Records excerpted from a collection
::::::
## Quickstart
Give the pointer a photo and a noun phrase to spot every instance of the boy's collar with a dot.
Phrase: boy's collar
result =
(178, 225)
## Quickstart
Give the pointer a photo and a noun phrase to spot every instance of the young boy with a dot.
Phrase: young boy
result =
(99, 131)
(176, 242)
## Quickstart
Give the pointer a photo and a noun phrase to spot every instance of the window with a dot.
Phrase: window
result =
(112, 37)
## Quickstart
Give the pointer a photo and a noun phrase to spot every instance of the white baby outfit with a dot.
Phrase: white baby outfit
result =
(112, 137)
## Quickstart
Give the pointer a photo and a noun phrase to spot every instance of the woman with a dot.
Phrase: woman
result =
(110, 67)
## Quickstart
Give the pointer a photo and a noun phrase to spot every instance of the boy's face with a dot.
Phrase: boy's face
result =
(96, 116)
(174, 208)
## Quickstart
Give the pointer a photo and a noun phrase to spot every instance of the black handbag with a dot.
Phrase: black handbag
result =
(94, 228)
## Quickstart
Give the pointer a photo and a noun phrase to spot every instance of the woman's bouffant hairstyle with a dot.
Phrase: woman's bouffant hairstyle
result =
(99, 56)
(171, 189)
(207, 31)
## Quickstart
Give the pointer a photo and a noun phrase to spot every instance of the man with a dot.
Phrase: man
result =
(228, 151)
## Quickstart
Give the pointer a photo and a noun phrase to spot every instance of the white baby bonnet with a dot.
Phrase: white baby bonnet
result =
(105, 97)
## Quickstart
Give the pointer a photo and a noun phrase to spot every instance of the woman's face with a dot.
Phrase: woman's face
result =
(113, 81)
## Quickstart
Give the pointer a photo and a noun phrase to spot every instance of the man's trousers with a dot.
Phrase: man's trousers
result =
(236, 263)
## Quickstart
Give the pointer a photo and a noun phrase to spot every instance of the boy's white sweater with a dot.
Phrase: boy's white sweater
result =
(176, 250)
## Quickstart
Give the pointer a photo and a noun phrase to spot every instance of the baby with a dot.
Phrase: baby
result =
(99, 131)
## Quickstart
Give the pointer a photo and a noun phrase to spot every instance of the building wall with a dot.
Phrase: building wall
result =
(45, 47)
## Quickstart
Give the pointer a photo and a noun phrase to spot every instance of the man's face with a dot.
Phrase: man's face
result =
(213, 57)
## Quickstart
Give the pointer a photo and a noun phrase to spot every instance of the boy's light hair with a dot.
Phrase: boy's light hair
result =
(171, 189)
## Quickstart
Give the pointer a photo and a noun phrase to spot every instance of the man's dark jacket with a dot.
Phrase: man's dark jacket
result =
::::::
* [Your goal]
Please print exactly what appears from the first line of the data through the line with "Phrase: man's trousers", including both of those lines and nothing past them.

* [Your solution]
## Quickstart
Give the pointer a photo and a noun phrase to spot every instance of the boy's collar with a dot.
Phrase: boy's collar
result =
(178, 225)
## Quickstart
Give the pointer a photo and a noun phrase to spot every instance of the young boy with a dot.
Phrase: young boy
result =
(99, 131)
(176, 242)
## Quickstart
Give the pointer a photo and a noun phrase to spot every instance of the window with a dot.
Phrase: window
result =
(112, 37)
## Quickstart
Give the pointer a photo and a noun phrase to spot every instance of the white baby outfit with a dot.
Phrase: white baby outfit
result =
(112, 137)
## Quickstart
Give the pointer a photo and a noun phrase to spot every instance of the woman with a dot.
Phrase: woman
result =
(110, 67)
## Quickstart
Give the pointer a photo and a noun phrase to spot every instance of the boy's face with a dot.
Phrase: boy's face
result =
(96, 116)
(174, 208)
## Quickstart
Give the pointer a photo and a noun phrase to spot every instance of the black handbag with a dot.
Phrase: black handbag
result =
(94, 228)
## Quickstart
Give the pointer a photo and a noun phrase to spot every instance of the woman's bouffant hairstyle with a dot.
Phrase: woman's bouffant hairstyle
result =
(99, 56)
(171, 189)
(207, 31)
## Quickstart
Give the pointer a photo and a noun phrase to spot every instance of the man with a dot.
Phrase: man
result =
(228, 151)
## Quickstart
Give the pointer a photo and a noun phrase to spot every instance of the white baby bonnet with a dot.
Phrase: white baby bonnet
result =
(105, 97)
## Quickstart
Give the pointer a photo and a noun phrase to spot every instance of the woman's face with a dot.
Phrase: woman's face
result =
(113, 81)
## Quickstart
Give the pointer a photo and a noun phrase to spot every instance of the man's trousers with a dot.
Phrase: man's trousers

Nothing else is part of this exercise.